Give a verbatim repeat of the lines that run from the line containing "of the concrete" to the end of the data below.

* * * * * * *

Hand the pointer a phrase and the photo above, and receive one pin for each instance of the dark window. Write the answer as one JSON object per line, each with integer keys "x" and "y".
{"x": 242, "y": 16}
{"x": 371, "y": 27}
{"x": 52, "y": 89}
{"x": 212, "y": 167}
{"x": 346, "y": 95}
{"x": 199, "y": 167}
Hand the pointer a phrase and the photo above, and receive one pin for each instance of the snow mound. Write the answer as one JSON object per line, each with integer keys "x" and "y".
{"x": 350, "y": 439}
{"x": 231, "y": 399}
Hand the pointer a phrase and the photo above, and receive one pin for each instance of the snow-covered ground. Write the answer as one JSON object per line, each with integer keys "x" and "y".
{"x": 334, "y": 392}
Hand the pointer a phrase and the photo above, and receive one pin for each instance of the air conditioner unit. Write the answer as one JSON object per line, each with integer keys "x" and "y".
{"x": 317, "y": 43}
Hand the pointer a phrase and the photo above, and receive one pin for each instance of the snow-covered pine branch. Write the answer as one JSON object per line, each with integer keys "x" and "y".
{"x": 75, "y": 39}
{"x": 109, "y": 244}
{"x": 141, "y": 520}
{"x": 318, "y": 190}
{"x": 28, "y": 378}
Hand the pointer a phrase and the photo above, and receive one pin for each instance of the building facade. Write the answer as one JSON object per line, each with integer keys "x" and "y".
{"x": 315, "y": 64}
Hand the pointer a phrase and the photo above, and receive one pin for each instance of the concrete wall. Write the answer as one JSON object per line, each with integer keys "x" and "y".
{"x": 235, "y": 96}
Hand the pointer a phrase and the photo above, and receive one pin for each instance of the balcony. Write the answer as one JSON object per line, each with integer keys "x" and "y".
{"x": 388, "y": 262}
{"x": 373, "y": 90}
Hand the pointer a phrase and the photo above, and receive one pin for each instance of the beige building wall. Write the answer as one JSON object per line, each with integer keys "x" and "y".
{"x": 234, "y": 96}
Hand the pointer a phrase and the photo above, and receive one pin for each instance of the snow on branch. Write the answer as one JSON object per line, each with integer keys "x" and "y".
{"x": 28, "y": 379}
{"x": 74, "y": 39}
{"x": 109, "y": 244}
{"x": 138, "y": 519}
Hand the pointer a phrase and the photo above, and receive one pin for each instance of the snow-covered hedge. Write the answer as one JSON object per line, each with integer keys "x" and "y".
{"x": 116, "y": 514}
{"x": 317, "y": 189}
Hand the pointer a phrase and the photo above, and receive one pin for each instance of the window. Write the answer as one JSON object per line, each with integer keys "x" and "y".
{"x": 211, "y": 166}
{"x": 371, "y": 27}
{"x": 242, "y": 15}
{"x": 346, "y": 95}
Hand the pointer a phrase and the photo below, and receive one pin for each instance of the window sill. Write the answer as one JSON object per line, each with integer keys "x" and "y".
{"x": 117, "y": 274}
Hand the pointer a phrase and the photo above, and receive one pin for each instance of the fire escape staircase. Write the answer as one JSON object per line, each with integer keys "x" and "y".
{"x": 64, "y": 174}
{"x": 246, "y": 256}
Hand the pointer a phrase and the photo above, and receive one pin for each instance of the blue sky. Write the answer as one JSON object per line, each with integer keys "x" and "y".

* * * * * * *

*Output*.
Hand the pointer a phrase and the photo above, and receive one pin for each instance of the concrete wall. Write the answer as one JSON object per line, each with integer keys "x" and "y".
{"x": 235, "y": 96}
Hand the pointer a phrase and the photo above, and receive one pin for each instance of the balcony. Write the answer as one JSON object per line, each with integer keys "x" and "y".
{"x": 388, "y": 262}
{"x": 373, "y": 90}
Hand the pointer a phrase and the photo above, and receive one pin for each instance of the beige building wall. Write the answer as one JSON object per line, each with integer keys "x" and "y".
{"x": 234, "y": 96}
Hand the pointer a phrase and the photo above, and receive one pin for each instance of the snow on branch. Write the answer as one JSON object per line, each with integer keys "x" and "y".
{"x": 28, "y": 379}
{"x": 74, "y": 39}
{"x": 109, "y": 244}
{"x": 138, "y": 519}
Hand the pointer a phrase and the photo above, and receive one pin for each instance of the snow-covered hedge. Write the answer as one JSON object per line, each with integer keys "x" and "y".
{"x": 116, "y": 514}
{"x": 317, "y": 189}
Hand the pointer a phrase and the photo above, and receive one pin for each instance of the window. Write the answer as one JSON object per line, each with integer keys "x" and "y".
{"x": 211, "y": 166}
{"x": 371, "y": 27}
{"x": 242, "y": 15}
{"x": 346, "y": 95}
Hand the pointer a phrase and the photo below, and receive one pin for each instance of the window sill. Write the answer as one JSON object per line, each with integer keys "x" and "y".
{"x": 117, "y": 274}
Hand the pointer a phrase and the photo above, and receive one pin for each instance of the fire escape staircase. Write the answer as one JSON object per line, each with integer keys "x" and "y".
{"x": 64, "y": 174}
{"x": 246, "y": 256}
Hand the pointer a phrase and the photo above, and receive one pin for each instance of the blue sky. Write the answer as one JSON object per line, each with integer keys "x" and "y".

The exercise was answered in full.